__WORK TO COMPLETE__. Your job is to reproduce all of the data exactly.

__EXERCISE DATA__.
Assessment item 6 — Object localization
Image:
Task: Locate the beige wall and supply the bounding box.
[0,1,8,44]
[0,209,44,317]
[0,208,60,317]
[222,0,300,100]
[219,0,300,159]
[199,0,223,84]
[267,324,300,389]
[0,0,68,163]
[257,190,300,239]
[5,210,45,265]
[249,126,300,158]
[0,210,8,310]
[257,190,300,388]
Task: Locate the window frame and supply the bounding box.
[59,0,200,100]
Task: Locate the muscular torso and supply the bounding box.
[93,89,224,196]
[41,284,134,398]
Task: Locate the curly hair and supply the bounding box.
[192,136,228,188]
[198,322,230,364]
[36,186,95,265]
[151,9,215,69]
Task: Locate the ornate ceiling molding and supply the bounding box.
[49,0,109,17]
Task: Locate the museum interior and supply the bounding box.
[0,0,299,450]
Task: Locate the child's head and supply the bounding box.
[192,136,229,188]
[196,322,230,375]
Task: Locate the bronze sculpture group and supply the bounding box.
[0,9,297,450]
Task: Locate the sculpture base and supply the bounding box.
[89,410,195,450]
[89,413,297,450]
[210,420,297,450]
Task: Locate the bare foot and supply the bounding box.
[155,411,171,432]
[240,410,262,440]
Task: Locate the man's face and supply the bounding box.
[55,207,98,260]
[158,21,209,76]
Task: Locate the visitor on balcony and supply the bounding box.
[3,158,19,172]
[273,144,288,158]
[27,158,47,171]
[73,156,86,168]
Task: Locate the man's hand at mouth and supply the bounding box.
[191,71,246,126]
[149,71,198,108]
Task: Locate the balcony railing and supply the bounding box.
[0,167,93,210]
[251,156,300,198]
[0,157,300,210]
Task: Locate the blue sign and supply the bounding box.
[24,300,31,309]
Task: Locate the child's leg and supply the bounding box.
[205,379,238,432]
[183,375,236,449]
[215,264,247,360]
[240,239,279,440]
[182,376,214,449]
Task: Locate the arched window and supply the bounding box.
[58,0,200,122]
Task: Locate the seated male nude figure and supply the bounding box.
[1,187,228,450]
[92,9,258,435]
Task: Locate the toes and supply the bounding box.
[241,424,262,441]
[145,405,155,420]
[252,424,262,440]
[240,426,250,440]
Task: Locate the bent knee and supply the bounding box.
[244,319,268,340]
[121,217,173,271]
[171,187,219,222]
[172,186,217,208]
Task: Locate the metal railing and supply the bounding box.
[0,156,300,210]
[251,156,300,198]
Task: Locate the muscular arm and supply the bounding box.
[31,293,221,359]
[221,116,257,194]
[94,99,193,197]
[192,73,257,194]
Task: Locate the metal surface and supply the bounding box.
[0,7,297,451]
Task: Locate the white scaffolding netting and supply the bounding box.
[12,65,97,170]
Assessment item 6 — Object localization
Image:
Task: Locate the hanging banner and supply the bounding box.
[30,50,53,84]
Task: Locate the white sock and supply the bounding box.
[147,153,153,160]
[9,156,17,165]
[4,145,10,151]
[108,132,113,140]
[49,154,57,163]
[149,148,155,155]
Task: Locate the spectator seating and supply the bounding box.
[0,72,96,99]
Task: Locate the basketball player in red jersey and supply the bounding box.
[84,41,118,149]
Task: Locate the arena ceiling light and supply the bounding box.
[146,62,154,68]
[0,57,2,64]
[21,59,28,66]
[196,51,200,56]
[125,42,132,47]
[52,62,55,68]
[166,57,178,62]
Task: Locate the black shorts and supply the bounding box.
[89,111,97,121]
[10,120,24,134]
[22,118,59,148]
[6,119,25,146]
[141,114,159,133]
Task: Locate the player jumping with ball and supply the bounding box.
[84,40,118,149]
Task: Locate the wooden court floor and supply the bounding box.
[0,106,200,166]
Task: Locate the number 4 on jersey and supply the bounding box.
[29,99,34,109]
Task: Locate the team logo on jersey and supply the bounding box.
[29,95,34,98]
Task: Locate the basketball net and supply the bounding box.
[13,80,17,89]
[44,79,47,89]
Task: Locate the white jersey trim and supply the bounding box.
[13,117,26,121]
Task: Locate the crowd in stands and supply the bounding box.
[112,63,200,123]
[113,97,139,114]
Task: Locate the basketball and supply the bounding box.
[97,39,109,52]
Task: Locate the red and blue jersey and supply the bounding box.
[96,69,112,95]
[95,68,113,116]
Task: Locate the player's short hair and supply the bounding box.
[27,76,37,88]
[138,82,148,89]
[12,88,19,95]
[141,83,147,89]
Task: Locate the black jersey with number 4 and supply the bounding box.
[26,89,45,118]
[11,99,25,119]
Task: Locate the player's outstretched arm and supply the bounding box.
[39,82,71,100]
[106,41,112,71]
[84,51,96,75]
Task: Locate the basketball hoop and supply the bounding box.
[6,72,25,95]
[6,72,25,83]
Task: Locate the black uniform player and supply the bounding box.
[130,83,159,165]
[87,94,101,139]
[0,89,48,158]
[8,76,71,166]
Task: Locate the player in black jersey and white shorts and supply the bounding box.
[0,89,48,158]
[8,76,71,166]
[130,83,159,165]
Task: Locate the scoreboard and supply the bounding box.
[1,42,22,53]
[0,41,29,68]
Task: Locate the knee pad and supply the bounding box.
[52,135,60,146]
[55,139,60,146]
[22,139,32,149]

__FINAL ANSWER__.
Assessment item 6 — Object localization
Image:
Task: Locate the beige wall and supply the bounding box.
[0,1,8,44]
[0,209,44,317]
[0,208,60,317]
[222,0,300,100]
[219,0,300,159]
[199,0,223,84]
[267,324,300,389]
[0,0,68,163]
[257,190,300,239]
[5,210,45,265]
[249,126,300,158]
[0,210,8,310]
[257,190,300,388]
Task: Locate the window frame and supply the bounding box.
[59,0,200,100]
Task: Locate the muscular torso and supply the bounding box.
[93,89,224,196]
[41,284,134,398]
Task: Locate the curly hair and supply the bounding box.
[192,136,228,188]
[198,322,230,364]
[36,186,95,265]
[151,9,215,69]
Task: Locate the ornate ceiling molding and supply the bounding box.
[49,0,109,17]
Task: Locate the museum interior and supply the bounding box.
[0,0,299,450]
Task: Locate the child's head and supply the bounding box.
[192,136,229,188]
[196,322,230,375]
Task: Locate the bronze sculpture group and supply the bounding box.
[0,9,297,450]
Task: Locate the sculpture base and supply the bounding box.
[89,410,195,450]
[89,413,297,450]
[210,420,297,450]
Task: Locate the bare foot and supply the bounding box.
[155,411,171,432]
[240,410,262,440]
Task: Locate the man's face and supply the bounding box.
[55,207,98,260]
[158,21,209,76]
Task: Locate the visitor on balcony and supply the bounding box.
[3,158,19,172]
[273,144,288,158]
[27,158,47,171]
[73,156,86,168]
Task: Locate the man's hand at mouth and supply the bounding box.
[191,71,246,126]
[149,71,198,108]
Task: Locate the balcony railing and supply the bounding box.
[0,167,93,210]
[251,156,300,198]
[0,157,300,210]
Task: Locate the blue sign and supply the bounding box.
[24,300,31,309]
Task: Locate the child's leg and supply the bounding box.
[205,379,238,432]
[183,375,236,449]
[215,264,247,360]
[240,239,279,440]
[182,376,214,449]
Task: Locate the arched window and supply the bounding box.
[58,0,200,122]
Task: Locate the seated male nude figure and supply the bounding box.
[1,187,228,450]
[92,9,258,435]
Task: Locate the toes and supply the bounding box.
[241,424,262,441]
[145,405,155,420]
[252,424,262,440]
[240,426,250,440]
Task: Locate the bent knee and supply the bounding box.
[244,319,268,340]
[121,217,173,271]
[171,187,219,222]
[172,186,217,208]
Task: Locate the metal railing and supply the bounding box.
[0,156,300,210]
[251,156,300,198]
Task: Locate the muscular arm and supply the bounding box.
[31,293,221,359]
[221,116,257,194]
[94,99,193,197]
[192,73,257,194]
Task: Locate the metal surface and supply the bounding box.
[0,7,297,451]
Task: Locate the white scaffolding netting and supply the bounding box.
[12,65,97,170]
Assessment item 6 — Object localization
Image:
Task: Locate the hanging banner and supply the bounding box.
[30,50,53,84]
Task: Locate the white sock and supply the bounding box.
[147,153,153,160]
[9,156,17,165]
[4,145,10,151]
[108,132,113,140]
[49,154,57,163]
[149,148,155,155]
Task: Locate the spectator seating and supply the bounding box.
[0,72,96,99]
Task: Locate the basketball player in red jersey and supply the bounding box.
[84,41,118,149]
Task: Locate the arena ceiling light and supply the bounding box.
[146,62,154,68]
[0,57,2,64]
[21,59,28,66]
[196,51,200,56]
[125,42,132,47]
[52,62,55,68]
[166,57,178,62]
Task: Locate the black shorts and supply the bounding box.
[89,111,97,121]
[10,120,24,134]
[22,118,59,148]
[6,119,25,146]
[141,114,159,133]
Task: Locate the player jumping with ball and supply the bounding box.
[84,40,118,149]
Task: Locate the wooden court floor and supply the bounding box.
[0,106,200,166]
Task: Locate the number 4 on jersey and supply the bounding box.
[29,99,34,109]
Task: Locate the team logo on jersey and supply the bounding box.
[29,95,34,98]
Task: Locate the basketball net and supply the bounding box.
[13,80,17,89]
[44,79,47,89]
Task: Locate the white jersey trim and supply the bounding box.
[13,117,26,121]
Task: Locate the crowd in stands and supply the bounding box.
[112,63,200,123]
[113,97,139,114]
Task: Locate the basketball and supply the bounding box.
[97,39,109,52]
Task: Locate the red and blue jersey and supply the bounding box.
[96,69,112,95]
[95,68,113,116]
Task: Locate the player's short hair and supply the bounding box.
[27,76,37,88]
[138,82,148,89]
[12,88,19,95]
[141,83,147,89]
Task: Locate the black jersey with number 4 and supply the bounding box.
[26,89,45,118]
[11,99,25,119]
Task: Locate the player's outstretched arm and supply the bounding box.
[39,82,71,100]
[106,41,112,71]
[84,51,96,75]
Task: Locate the basketball hoop and supply the bounding box.
[6,72,25,95]
[6,72,25,83]
Task: Locate the black uniform player and supply the bounding box.
[130,83,159,165]
[87,94,101,139]
[0,89,48,158]
[8,76,71,166]
Task: Locate the player in black jersey and white shorts and supply the bounding box.
[0,89,48,158]
[8,76,71,166]
[130,83,159,165]
Task: Locate the scoreboard and supply the bounding box.
[1,42,22,53]
[0,41,29,68]
Task: Locate the knee pad and supply the bounding box.
[52,135,60,146]
[55,139,60,146]
[22,139,32,149]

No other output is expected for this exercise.